__EXERCISE PROMPT__
Type every record exactly as it appears.

(Labeled-object pointing entries)
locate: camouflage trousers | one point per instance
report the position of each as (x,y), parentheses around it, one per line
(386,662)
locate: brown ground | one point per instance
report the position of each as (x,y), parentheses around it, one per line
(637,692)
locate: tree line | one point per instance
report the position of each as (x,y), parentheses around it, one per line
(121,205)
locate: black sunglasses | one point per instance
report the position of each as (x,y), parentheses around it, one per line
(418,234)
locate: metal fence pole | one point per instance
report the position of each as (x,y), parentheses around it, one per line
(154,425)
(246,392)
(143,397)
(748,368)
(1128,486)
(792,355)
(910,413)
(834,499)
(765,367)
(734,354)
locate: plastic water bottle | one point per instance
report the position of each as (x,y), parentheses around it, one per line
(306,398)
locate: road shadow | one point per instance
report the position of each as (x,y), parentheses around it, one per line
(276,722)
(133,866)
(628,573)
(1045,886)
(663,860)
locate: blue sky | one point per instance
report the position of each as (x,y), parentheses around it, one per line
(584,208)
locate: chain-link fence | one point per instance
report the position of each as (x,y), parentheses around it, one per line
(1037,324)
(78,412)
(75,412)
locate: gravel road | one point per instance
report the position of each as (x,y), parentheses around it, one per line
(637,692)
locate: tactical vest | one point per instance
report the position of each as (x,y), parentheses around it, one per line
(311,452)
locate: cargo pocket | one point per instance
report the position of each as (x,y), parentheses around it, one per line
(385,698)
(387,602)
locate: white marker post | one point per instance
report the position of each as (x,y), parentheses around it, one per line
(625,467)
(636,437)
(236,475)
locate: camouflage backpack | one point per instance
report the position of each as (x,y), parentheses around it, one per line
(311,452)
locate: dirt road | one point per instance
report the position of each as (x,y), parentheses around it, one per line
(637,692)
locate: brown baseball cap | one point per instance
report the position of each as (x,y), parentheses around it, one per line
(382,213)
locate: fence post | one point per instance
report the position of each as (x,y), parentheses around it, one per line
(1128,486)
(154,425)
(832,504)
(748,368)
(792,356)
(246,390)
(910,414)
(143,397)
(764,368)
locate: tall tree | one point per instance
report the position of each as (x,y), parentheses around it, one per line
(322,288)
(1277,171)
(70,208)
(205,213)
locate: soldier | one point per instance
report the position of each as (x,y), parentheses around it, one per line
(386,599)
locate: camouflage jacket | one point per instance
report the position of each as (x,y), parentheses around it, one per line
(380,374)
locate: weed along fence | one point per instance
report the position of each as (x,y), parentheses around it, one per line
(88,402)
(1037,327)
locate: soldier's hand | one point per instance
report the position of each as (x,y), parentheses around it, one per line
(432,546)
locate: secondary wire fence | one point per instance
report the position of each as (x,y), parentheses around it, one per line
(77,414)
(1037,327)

__EXERCISE RESULT__
locate: camouflage trousers | one point per instance
report the position of each as (x,y), parentheses around it, one per line
(386,662)
locate: brown ground | one point per instance
report the position of each as (x,y), parentheses around it, one per line
(637,692)
locate: tree line | one point per instance
report the position of each as (x,y), parentheses around it, one per line
(121,205)
locate: black sunglasses | one point per instance
report the position of each as (x,y), parentheses around it, one per line
(418,234)
locate: metal fence pole | one point per instance
report the position of each as (x,y), parentheses around it, one per line
(154,425)
(246,392)
(143,397)
(748,368)
(1128,486)
(792,355)
(910,413)
(834,499)
(765,367)
(734,354)
locate: plastic water bottle | one point per instance
report the position of each as (x,y), parentheses around it, one per line
(306,398)
locate: road shadow | one point per instance
report the position of each as (x,y), parentheses around it, one per line
(276,722)
(133,866)
(628,573)
(1045,886)
(663,860)
locate: blue sky | one point per instance
report the position of each as (x,y), parentheses around it, one per line
(584,208)
locate: chain-link fence | one point per instance
report the position of each as (x,y), parentheses around it, one per line
(1037,324)
(78,412)
(75,412)
locate: gravel road | one point per instance
report the position of each as (x,y), parentheses around it, one per line
(637,692)
locate: tactical vest | one point per instance
report the position of each as (x,y), parentheses around it, one per line
(311,452)
locate: cargo pocket | one point per instance
report the position of each as (x,y), parentheses around it, one per line
(385,698)
(387,602)
locate: white marker post | one point per instance
report the position of each as (x,y), parentheses around it, one per line
(625,467)
(636,437)
(236,475)
locate: camouflage backpack | one point per instance
report the position of each as (x,y), parentheses around it, one per line
(311,452)
locate: dirt road | one point per instance
report the position of each as (x,y), parentheses around it, one per line
(637,692)
locate: brown baseball cap | one point per instance
report the position of each as (x,y), parentheses around it, one per line
(382,213)
locate: fence post | one point per instance
report the position of each as (x,y), parentheses around it, one per line
(1128,486)
(154,425)
(832,504)
(748,368)
(792,356)
(246,390)
(910,414)
(143,397)
(764,368)
locate: tall tree | one point per instance
report the position of each as (x,y), parentheses around it, one per line
(322,288)
(1277,171)
(70,208)
(205,213)
locate: soldier | one point per instance
report the position of each as (x,y), parentheses around it, one per line
(386,599)
locate: camouflage jacket | one point per instance
report the position of each as (x,y), parentheses around it, one per line
(380,374)
locate: weed along fence | one point per instance
report the position of each as (x,y), parentheses around it, one per line
(88,402)
(1037,327)
locate: soldier's hand | one point per instance
report the position of each as (x,y), parentheses around it, one per line
(432,546)
locate: secondary wire fence | one point per instance
report the position of each as (x,y), parentheses around it, one per line
(77,414)
(1037,327)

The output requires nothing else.